• [Excerpt to read]:
The riskiest debt in the $3.7 trillion municipal market is on pace for the biggest rally since at least 1999 as a growing U.S. economy spurs investors to hunt for higher yields.
Powered by tobacco bonds, municipal securities ranked below investment grade or lacking a credit rating are gaining for the 18th straight month, Standard & Poor’s total-return data show. An advance in June would extend the streak to the longest in at least 14 years. The securities are joining a global high-yield rally. Bonds of Greece are the world’s best performers this quarter.
In the U.S., junk-graded munis are defying the steepest monthly loss this year in local debt. The gains in speculative munis come even as BlackRock Inc. (BLK), the world’s largest asset manager, recommends that some investors scale back on the securities on the view that yields will rise. City and state bonds rated junk have earned 0.3 percent in May, compared with a 1.1 percent drop for the broader market, S&P data show.
“You have the so-called yield hogs, or just folks that want to earn more than 3 to 4 percent tax-free, who are going to migrate to the high-yield area,” said Alan Schankel, head of fixed-income research in Philadelphia at Janney Montgomery Scott. “There’s more comfort in doing that with a stronger economy underlying things.”

• [Stated goal 1]: Reproduce the article on high-yield municipal bonds word for word, in full.

• [Dataset content]:

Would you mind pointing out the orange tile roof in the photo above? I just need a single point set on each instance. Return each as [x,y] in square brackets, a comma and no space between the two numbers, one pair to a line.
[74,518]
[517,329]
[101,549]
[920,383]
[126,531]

• [Stated goal 2]: Copy the records again, replacing "orange tile roof" with "red brick chimney" and leaving everything else unchanged.

• [Complete response 1]:
The riskiest debt in the $3.7 trillion municipal market is on pace for the biggest rally since at least 1999 as a growing U.S. economy spurs investors to hunt for higher yields.
Powered by tobacco bonds, municipal securities ranked below investment grade or lacking a credit rating are gaining for the 18th straight month, Standard & Poor’s total-return data show. An advance in June would extend the streak to the longest in at least 14 years. The securities are joining a global high-yield rally. Bonds of Greece are the world’s best performers this quarter.
In the U.S., junk-graded munis are defying the steepest monthly loss this year in local debt. The gains in speculative munis come even as BlackRock Inc. (BLK), the world’s largest asset manager, recommends that some investors scale back on the securities on the view that yields will rise. City and state bonds rated junk have earned 0.3 percent in May, compared with a 1.1 percent drop for the broader market, S&P data show.
“You have the so-called yield hogs, or just folks that want to earn more than 3 to 4 percent tax-free, who are going to migrate to the high-yield area,” said Alan Schankel, head of fixed-income research in Philadelphia at Janney Montgomery Scott. “There’s more comfort in doing that with a stronger economy underlying things.”

• [Complete response 2]:
Would you mind pointing out the red brick chimney in the photo above? I just need a single point set on each instance. Return each as [x,y] in square brackets, a comma and no space between the two numbers, one pair to a line.
[74,518]
[517,329]
[101,549]
[920,383]
[126,531]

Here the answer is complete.